Given text:
━━━━━━━━━━━━━━━━━━━━━━━━━━━━━━

New company claims plans for three data center campuses in Italy

Adriatic DC wants to build 2GW of capacity across three sites in Puglia - but few details are available.


A new company is planning several large data center campuses in the Puglia region of Italy.


Adriatic DC this month announced plans for multiple data center campuses across Puglia in the southeast of the country. The company claims the 'Puglia Data Center Valley' will total more than 2GW of capacity at full build-out, but few details have been shared.


Adriatic DC's plans reportedly include the redevelopment of Bari's former Manifattura Tabacchi (tobacco factory) industrial area into a 200MW data center; the development of a 500MW greenfield facility in Brindisi's industrial area; and a 1.5GW greenfield campus spanning 2,000 acres known as the Adriatic DC Hub.


The first construction sites are reportedly scheduled to break ground by the end of 2026, with an initial investment phase of approximately €2 billion ($2.39bn) for the first project.

━━━━━━━━━━━━━━━━━━━━━━━━━━━━━━

Material supplied:
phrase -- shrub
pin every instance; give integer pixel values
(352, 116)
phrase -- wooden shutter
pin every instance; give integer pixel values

━━━━━━━━━━━━━━━━━━━━━━━━━━━━━━

List of tasks:
1. The article on Adriatic DC's Puglia plans gives one reason why the Bari project differs from the Brindisi facility. In one to three sentences, state that reason.
2. Answer these questions using the article on Adriatic DC's Puglia plans.
(a) In which part of Italy is Puglia located?
(b) What capacity is planned for the facility in Brindisi's industrial area?
(c) By when are the first construction sites reportedly scheduled to break ground?
The records have no connection to the text about the planned data center campuses in Italy.

Solved problems:
1. The Bari project is a redevelopment because it would turn the former Manifattura Tabacchi (tobacco factory) industrial area into a 200MW data center. The Brindisi facility is a 500MW greenfield development in that city's industrial area.

2.
(a) The southeast of the country.
(b) 500MW.
(c) By the end of 2026.